**Work instructions**
Retype all of the data. Every line must match exactly.

**Material shown**
■ ■ ■ ■ ■ ■ ■
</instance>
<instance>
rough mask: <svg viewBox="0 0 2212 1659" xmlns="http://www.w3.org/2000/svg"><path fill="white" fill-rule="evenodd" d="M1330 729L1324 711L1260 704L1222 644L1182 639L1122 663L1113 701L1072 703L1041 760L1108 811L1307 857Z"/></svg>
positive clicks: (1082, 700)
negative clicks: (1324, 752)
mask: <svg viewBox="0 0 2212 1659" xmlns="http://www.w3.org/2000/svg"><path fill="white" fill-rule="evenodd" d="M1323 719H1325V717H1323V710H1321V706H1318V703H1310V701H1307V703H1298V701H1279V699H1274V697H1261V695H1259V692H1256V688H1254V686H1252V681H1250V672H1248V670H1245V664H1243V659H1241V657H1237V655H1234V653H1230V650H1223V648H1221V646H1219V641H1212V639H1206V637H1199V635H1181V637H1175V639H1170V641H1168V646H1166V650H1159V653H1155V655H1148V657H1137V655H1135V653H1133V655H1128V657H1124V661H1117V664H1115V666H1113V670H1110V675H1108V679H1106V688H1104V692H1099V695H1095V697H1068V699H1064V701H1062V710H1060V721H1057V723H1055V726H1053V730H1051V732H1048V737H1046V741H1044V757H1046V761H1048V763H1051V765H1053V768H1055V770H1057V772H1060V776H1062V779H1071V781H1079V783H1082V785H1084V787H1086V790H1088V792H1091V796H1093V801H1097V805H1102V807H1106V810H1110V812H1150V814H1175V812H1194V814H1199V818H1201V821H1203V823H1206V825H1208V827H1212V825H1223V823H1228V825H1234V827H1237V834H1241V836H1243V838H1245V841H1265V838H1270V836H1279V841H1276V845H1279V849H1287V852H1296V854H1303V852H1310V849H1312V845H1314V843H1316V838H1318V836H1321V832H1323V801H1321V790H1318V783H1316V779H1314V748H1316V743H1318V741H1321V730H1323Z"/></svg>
■ ■ ■ ■ ■ ■ ■
**Answer to this task**
</instance>
<instance>
rough mask: <svg viewBox="0 0 2212 1659" xmlns="http://www.w3.org/2000/svg"><path fill="white" fill-rule="evenodd" d="M1330 729L1324 711L1260 704L1222 644L1182 639L1122 663L1113 701L1072 703L1041 760L1108 811L1307 857Z"/></svg>
positive clicks: (1082, 700)
negative clicks: (1324, 752)
mask: <svg viewBox="0 0 2212 1659" xmlns="http://www.w3.org/2000/svg"><path fill="white" fill-rule="evenodd" d="M1323 719H1325V717H1323V710H1321V706H1318V703H1310V701H1307V703H1298V701H1279V699H1274V697H1261V695H1259V692H1256V688H1254V686H1252V681H1250V672H1248V670H1245V664H1243V659H1241V657H1237V655H1234V653H1230V650H1223V648H1221V646H1219V641H1212V639H1206V637H1199V635H1181V637H1175V639H1170V641H1168V646H1166V650H1159V653H1155V655H1148V657H1137V655H1135V653H1133V655H1128V657H1124V661H1117V664H1115V666H1113V670H1110V675H1108V679H1106V688H1104V692H1099V695H1095V697H1068V699H1064V701H1062V710H1060V721H1057V723H1055V726H1053V730H1051V732H1048V737H1046V741H1044V757H1046V761H1048V763H1051V765H1053V768H1055V770H1057V772H1060V776H1062V779H1071V781H1079V783H1082V785H1084V787H1086V790H1088V792H1091V796H1093V801H1097V805H1102V807H1106V810H1110V812H1150V814H1175V812H1194V814H1199V818H1201V821H1203V823H1206V825H1208V827H1212V825H1223V823H1228V825H1234V827H1237V834H1241V836H1243V838H1245V841H1265V838H1270V836H1279V841H1276V845H1279V849H1287V852H1296V854H1303V852H1310V849H1312V845H1314V843H1316V838H1318V836H1321V832H1323V801H1321V790H1318V783H1316V779H1314V748H1316V743H1318V741H1321V730H1323Z"/></svg>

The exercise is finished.